# [What you need to do]
Write out exactly, with no other output, the lines below from the one that contains "Query: white cloud" through the end.

═══ Listed records

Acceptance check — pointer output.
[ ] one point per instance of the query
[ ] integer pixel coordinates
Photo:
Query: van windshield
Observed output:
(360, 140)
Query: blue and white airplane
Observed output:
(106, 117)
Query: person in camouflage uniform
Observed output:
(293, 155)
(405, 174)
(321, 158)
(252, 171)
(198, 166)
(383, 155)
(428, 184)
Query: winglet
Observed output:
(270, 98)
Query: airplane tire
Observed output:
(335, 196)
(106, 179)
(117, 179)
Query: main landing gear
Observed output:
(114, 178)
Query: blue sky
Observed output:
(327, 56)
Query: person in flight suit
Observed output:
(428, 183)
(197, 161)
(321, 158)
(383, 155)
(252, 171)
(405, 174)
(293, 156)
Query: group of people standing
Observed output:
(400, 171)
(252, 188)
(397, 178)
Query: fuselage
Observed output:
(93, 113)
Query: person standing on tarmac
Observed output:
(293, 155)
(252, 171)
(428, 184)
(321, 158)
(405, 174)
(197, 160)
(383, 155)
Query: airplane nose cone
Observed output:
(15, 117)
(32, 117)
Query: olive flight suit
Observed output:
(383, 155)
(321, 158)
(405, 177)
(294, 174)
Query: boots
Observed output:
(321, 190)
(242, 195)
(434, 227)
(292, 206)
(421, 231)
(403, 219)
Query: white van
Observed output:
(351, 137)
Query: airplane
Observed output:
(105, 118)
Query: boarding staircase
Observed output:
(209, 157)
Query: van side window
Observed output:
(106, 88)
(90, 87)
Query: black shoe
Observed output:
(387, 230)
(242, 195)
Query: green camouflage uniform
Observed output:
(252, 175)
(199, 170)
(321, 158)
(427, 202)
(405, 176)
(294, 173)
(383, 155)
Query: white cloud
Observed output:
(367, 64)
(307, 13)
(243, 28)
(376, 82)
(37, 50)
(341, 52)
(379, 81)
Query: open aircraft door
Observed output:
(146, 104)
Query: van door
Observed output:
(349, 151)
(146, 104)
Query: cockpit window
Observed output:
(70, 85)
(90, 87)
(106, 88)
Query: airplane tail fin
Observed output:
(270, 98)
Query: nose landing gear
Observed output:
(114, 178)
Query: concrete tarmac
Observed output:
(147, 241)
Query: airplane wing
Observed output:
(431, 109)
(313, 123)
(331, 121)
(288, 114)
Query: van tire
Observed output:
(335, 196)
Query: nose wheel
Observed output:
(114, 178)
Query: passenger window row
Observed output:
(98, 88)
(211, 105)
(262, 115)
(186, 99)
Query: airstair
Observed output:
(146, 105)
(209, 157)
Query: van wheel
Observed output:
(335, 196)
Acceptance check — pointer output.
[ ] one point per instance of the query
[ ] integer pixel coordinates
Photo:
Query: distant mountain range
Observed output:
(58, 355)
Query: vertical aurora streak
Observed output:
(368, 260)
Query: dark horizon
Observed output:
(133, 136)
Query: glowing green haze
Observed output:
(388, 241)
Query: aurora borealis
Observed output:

══════

# [Output below]
Query: white cloud
Observed output:
(367, 64)
(307, 13)
(243, 28)
(376, 82)
(37, 50)
(341, 52)
(379, 81)
Query: open aircraft door
Observed output:
(146, 104)
Query: van door
Observed output:
(349, 151)
(146, 104)
Query: cockpit window
Observed output:
(70, 85)
(90, 87)
(106, 88)
Query: airplane tail fin
Observed output:
(270, 98)
Query: nose landing gear
Observed output:
(114, 178)
Query: concrete tarmac
Observed output:
(147, 241)
Query: airplane wing
Observed output:
(431, 109)
(313, 123)
(331, 121)
(288, 114)
Query: van tire
Observed output:
(335, 196)
Query: nose wheel
Observed output:
(114, 178)
Query: passenger window row
Observed output:
(98, 88)
(211, 105)
(262, 115)
(186, 99)
Query: airstair
Observed output:
(146, 105)
(209, 157)
Query: van wheel
Observed output:
(335, 196)
Acceptance check — pointer output.
[ ] one point per instance of the query
[ ] integer pixel coordinates
Photo:
Query: distant mountain range
Observed output:
(58, 355)
Query: vertical aurora streak
Observed output:
(368, 260)
Query: dark horizon
Observed output:
(133, 136)
Query: glowing green haze
Observed output:
(388, 241)
Query: aurora borealis
Observed output:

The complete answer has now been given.